Exercise passage:

--- START ---

# Any tips on trip from Fl to Las Vegas



## ruffian (May 13, 2005)

We want to stay in Vegas and around the state to see other casinos.  We also want to go to Fed parks and Hoover Dam.  Never traveled other then the East coast.  Any help will be greatly appreciated.


----------



## SueandAl (May 14, 2005)

Any tips on trip from Fl to Las Vegas

Hello, we made that trip it's great! get online find state parks in the states you will pass through, we stayed in many beautiful pks.along the way and in Vegas, we camped in Circus/Circus RV park, very nice. Also Sams Town has a nice one, you didn't say what you have in an RV or if your towing? you need to see Laughlin also, nice Casino's and RV prks there also, and it's right on the river. Enjoy.. :laugh:


----------



## janicenlarry (May 16, 2005)

Any tips on trip from Fl to Las Vegas

While in LV, see Red Rock and go up to the ski area.  Also great fishing in the area.  Note that if you are coming from the east, you cannot cross Hoover Dam in an RV. :laugh:


----------



## kmsavage1 (May 16, 2005)

Any tips on trip from Fl to Las Vegas

The last post is incorrect.  RVs cross Hoover dam EVERY DAY!  You must stop for a short inspection of the RV and then you are allowed to cross if they don't find explosives, etc.


----------



## bhoozhah (May 18, 2005)

--- END ---

Entries provided:
--- START ---

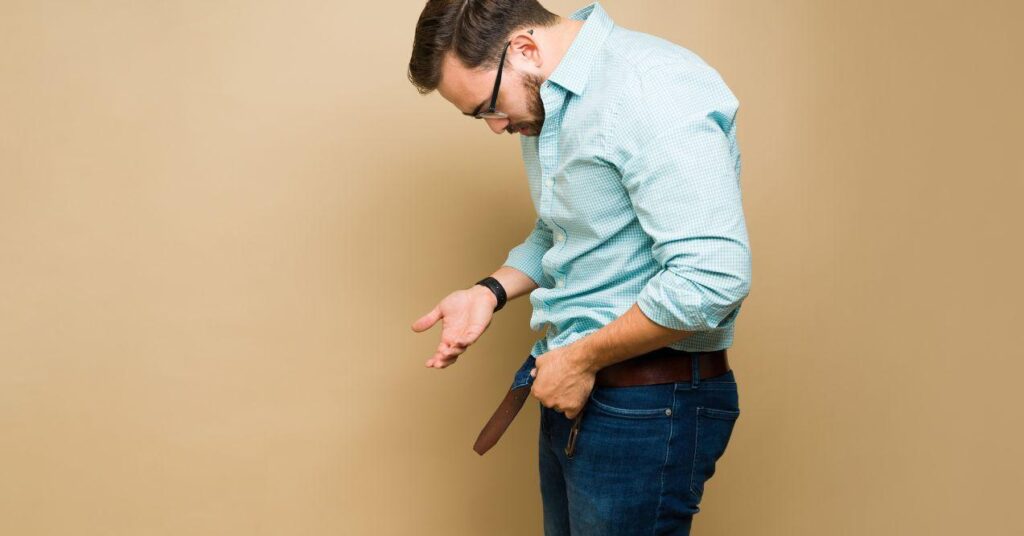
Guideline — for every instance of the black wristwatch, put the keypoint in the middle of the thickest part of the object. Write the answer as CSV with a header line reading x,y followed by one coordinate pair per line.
x,y
497,288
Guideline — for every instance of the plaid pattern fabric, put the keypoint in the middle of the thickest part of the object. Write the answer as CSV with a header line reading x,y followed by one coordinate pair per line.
x,y
635,179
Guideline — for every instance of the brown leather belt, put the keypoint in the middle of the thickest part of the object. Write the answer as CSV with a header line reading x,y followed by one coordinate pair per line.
x,y
664,365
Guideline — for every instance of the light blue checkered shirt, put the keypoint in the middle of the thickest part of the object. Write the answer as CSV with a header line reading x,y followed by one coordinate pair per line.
x,y
635,178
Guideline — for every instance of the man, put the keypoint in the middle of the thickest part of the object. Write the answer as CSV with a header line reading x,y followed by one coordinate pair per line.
x,y
637,263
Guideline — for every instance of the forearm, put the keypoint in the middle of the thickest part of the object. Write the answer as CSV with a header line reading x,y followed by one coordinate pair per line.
x,y
516,283
628,336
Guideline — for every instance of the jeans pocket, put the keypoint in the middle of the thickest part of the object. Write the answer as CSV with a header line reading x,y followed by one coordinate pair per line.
x,y
641,402
714,427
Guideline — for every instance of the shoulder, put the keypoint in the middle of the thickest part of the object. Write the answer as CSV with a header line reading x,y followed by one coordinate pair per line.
x,y
655,72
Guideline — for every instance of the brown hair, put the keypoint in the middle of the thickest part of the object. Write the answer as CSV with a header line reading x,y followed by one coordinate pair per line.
x,y
474,30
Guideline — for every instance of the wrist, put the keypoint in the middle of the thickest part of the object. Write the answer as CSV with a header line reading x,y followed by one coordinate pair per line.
x,y
484,293
585,357
491,284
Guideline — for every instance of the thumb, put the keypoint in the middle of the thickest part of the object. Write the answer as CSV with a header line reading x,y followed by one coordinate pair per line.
x,y
428,320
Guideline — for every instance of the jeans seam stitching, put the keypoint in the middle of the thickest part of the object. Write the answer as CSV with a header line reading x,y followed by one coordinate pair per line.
x,y
696,446
668,450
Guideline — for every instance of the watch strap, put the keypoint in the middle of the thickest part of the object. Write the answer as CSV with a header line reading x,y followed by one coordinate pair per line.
x,y
497,288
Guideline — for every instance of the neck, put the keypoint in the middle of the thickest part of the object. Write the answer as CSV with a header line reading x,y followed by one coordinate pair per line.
x,y
559,39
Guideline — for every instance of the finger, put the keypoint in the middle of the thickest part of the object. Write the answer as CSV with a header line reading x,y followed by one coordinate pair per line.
x,y
467,337
427,321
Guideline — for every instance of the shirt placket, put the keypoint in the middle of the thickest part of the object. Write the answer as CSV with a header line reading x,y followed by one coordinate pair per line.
x,y
548,157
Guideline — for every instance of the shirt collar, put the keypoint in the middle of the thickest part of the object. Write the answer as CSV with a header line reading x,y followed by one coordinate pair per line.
x,y
573,70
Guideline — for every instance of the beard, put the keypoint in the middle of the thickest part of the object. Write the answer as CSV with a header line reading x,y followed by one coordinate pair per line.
x,y
531,83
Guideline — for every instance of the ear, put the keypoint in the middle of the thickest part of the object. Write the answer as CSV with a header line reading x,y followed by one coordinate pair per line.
x,y
523,52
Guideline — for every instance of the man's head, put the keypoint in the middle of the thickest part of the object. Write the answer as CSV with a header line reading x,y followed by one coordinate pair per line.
x,y
457,48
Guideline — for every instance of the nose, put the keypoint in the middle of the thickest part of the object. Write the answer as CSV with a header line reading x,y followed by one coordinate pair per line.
x,y
498,125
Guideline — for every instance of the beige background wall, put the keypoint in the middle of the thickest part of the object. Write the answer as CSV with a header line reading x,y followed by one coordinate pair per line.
x,y
218,220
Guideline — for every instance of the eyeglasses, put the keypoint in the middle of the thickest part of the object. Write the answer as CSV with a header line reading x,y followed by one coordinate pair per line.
x,y
491,113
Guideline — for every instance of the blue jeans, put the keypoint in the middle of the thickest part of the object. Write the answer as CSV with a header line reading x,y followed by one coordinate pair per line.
x,y
641,460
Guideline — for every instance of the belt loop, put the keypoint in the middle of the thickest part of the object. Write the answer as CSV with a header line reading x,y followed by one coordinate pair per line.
x,y
694,370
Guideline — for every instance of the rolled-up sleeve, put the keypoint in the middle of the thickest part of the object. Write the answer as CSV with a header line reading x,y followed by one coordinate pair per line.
x,y
680,166
526,256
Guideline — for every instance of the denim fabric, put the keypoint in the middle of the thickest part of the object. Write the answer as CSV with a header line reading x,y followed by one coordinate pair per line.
x,y
642,457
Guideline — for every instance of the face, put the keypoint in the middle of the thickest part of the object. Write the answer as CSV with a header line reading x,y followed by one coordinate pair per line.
x,y
519,94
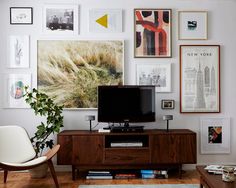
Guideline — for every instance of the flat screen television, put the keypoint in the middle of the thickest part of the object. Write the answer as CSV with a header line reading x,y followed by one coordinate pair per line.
x,y
126,104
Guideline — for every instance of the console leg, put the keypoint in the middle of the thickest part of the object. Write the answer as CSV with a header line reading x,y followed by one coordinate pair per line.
x,y
73,172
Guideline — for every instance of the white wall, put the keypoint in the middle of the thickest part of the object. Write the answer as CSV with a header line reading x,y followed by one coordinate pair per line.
x,y
221,30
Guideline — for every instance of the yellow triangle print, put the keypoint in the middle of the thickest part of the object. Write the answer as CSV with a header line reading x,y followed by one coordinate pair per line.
x,y
103,21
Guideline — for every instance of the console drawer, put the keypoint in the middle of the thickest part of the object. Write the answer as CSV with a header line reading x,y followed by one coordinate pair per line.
x,y
126,156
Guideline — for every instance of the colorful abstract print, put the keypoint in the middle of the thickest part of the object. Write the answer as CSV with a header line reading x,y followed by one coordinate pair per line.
x,y
152,33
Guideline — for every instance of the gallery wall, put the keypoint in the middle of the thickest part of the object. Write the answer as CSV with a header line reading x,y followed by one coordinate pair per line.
x,y
221,31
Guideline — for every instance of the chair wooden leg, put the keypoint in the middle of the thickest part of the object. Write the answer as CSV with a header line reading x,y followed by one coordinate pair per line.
x,y
52,170
5,176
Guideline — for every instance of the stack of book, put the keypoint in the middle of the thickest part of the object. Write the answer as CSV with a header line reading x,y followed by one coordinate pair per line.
x,y
99,175
217,169
150,174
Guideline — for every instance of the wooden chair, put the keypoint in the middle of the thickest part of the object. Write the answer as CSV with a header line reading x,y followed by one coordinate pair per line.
x,y
17,152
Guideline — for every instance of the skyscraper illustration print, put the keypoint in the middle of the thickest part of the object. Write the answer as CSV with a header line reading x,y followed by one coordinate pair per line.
x,y
200,81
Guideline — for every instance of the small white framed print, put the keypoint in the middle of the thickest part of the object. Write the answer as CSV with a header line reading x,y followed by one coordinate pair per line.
x,y
105,20
18,56
215,135
21,15
192,25
61,19
14,84
158,75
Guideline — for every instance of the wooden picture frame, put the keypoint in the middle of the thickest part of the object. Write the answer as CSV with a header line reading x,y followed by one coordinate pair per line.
x,y
21,15
167,104
199,78
215,135
192,25
152,36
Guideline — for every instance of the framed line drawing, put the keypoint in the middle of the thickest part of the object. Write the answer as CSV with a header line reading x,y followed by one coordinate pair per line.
x,y
199,78
105,20
167,104
158,75
69,71
60,19
14,84
152,33
21,15
19,49
192,25
215,135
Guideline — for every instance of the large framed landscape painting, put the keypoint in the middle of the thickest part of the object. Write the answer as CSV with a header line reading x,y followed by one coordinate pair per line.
x,y
199,78
152,33
69,71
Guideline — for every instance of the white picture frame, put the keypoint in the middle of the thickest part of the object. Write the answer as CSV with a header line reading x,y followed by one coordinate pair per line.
x,y
60,19
19,51
192,25
21,15
215,135
158,75
199,78
14,84
105,20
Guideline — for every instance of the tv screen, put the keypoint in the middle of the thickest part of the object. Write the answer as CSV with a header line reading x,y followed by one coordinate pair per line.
x,y
124,104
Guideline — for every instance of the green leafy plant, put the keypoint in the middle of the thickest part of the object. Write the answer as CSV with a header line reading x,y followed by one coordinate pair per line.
x,y
43,105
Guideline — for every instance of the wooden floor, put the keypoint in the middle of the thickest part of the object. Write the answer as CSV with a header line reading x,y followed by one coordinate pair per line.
x,y
23,180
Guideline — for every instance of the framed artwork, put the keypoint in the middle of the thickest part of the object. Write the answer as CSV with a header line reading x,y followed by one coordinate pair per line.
x,y
105,20
14,84
199,78
69,71
152,32
215,135
21,15
167,104
192,25
18,51
158,75
60,19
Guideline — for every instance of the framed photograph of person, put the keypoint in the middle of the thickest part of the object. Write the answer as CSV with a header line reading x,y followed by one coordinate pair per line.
x,y
158,75
192,25
215,135
199,78
60,19
167,104
152,36
21,15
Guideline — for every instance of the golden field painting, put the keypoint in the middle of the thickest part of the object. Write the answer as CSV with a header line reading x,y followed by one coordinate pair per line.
x,y
69,71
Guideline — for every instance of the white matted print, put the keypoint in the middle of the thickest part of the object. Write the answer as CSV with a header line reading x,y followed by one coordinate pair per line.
x,y
15,84
18,51
105,20
158,75
215,135
60,19
192,25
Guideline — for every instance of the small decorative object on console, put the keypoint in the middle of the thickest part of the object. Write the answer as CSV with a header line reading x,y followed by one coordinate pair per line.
x,y
167,118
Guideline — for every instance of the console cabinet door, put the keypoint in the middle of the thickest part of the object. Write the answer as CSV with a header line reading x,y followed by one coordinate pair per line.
x,y
87,150
165,149
188,149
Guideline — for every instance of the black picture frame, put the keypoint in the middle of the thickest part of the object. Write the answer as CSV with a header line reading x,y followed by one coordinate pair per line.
x,y
21,15
167,104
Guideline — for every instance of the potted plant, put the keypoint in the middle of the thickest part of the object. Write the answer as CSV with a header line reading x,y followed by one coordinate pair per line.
x,y
43,105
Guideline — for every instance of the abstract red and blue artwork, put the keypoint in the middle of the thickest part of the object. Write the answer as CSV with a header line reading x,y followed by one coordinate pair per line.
x,y
152,32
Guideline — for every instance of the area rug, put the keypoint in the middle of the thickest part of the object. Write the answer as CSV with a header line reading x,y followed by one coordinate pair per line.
x,y
143,186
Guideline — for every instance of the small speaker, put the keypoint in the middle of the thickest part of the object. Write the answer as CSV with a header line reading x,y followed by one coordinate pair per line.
x,y
89,118
168,117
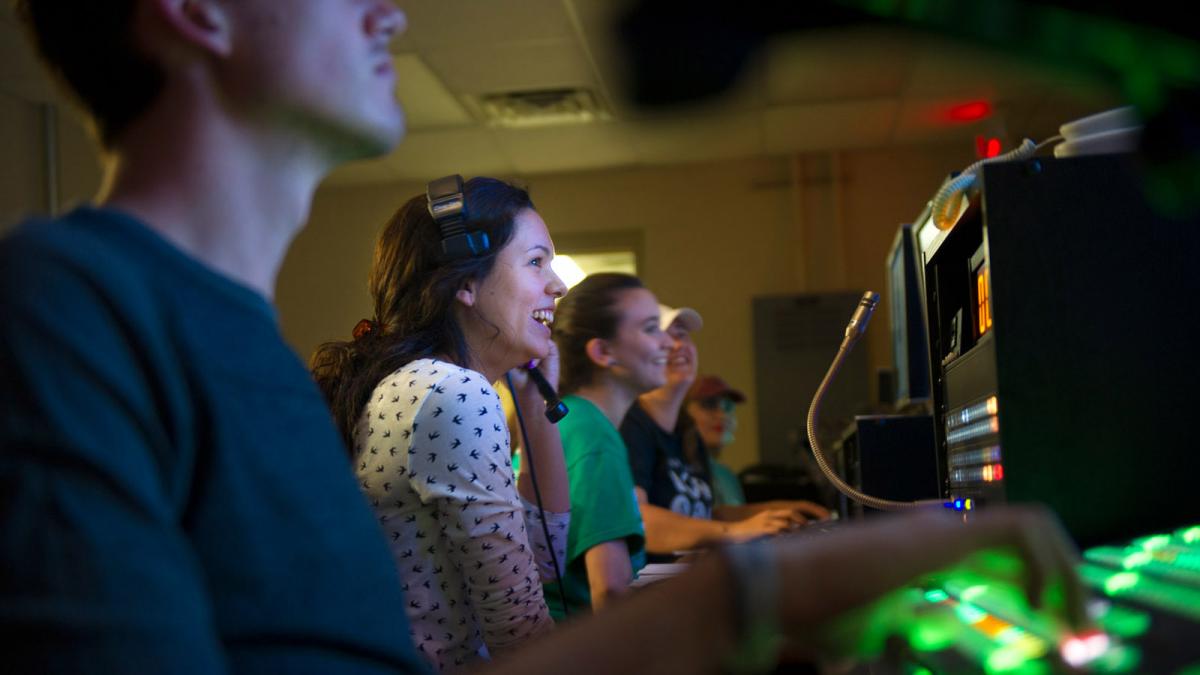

--- END ---

Tasks to perform:
A. Answer these questions about the forum thread on a trip from Florida to Las Vegas, one line each:
(i) Which two RV parks in Vegas does SueandAl name?
(ii) According to kmsavage1, what must an RV do before it is allowed to cross Hoover Dam?
(iii) Which two places does janicenlarry recommend seeing while in LV?
B. Continue the forum thread on the Florida-to-Las Vegas trip by writing the post that bhoozhah dated May 18, 2005.

Exercise answers:
A.
(i) Circus/Circus RV park and Sams Town.
(ii) It must stop for a short inspection, and it may cross if no explosives are found.
(iii) Red Rock and the ski area.

B.
Any tips on trip from Fl to Las Vegas

While in Vegas, we stayed at the Oasis campground. Very nice park chocked full of amenities, including shuttle busses to the strip. We found that most campgrounds in the area were downright dog UNfriendly, but at the Oasis, they even had fenced-in dog runs and pet-specific areas on their maps. So, if you don't like dogs, you don't have to live next to them. (As you can probably tell, our dogs ARE our kids.)

You should make a point to go to Laughlin, NV / Bullhead City, AZ. (They are like twin cities separated by the Colorado River / State borders.) Both cities are VERY RV Friendly, and Laughlin is allegedly still kind of like what I've heard the "old Vegas" used to be with their comps and food prices. The traffic is way better than Vegas. There is a lot of free parking in casino parking lots as well as a lot of campgrounds in the area (both sides of the river). 

We stayed in Bullhead City at two different campgrounds. We came for a week and stayed for over 3 weeks. The first was a Sunrise Resorts (Ridgeview RV Resort) and the second was Fiesta RV Resort. We did one night of dry camping at Avi Casino, and then returned to the Sunrise Resort. (The Avi Indian Casino had a campground across the street and free dry rv camping near the casino parking lot.)

We have our dogs, so we think of their enjoyment and fun in any area we're in. There was a dog-friendly section of beach on the Colorado River in southern Bullhead City. There was also a recreation area on the Nevada side (I think called "Big Bend") that had like a $2/day day use fee where we also let the dogs swim.

If you don't want to take the RV along, I believe the Flamingo in Vegas will provide a shuttle bus with some comps for their Laughlin Casino. (The Flamingo, Laughlin had a very good late-night steak and eggs deal when we were there in October 2003. The Pioneer Casino had free video poker tournaments 2x a day.)

IF, you are going to drive to Laughlin from Vegas, be sure to fill up your tank with city gas prices. The choices between Vegas and Laughlin are minimal, and when we were there, they price-gouged in between the 2 points by like 40Â¢. (And when you're desperate, you'll pay just about anything!)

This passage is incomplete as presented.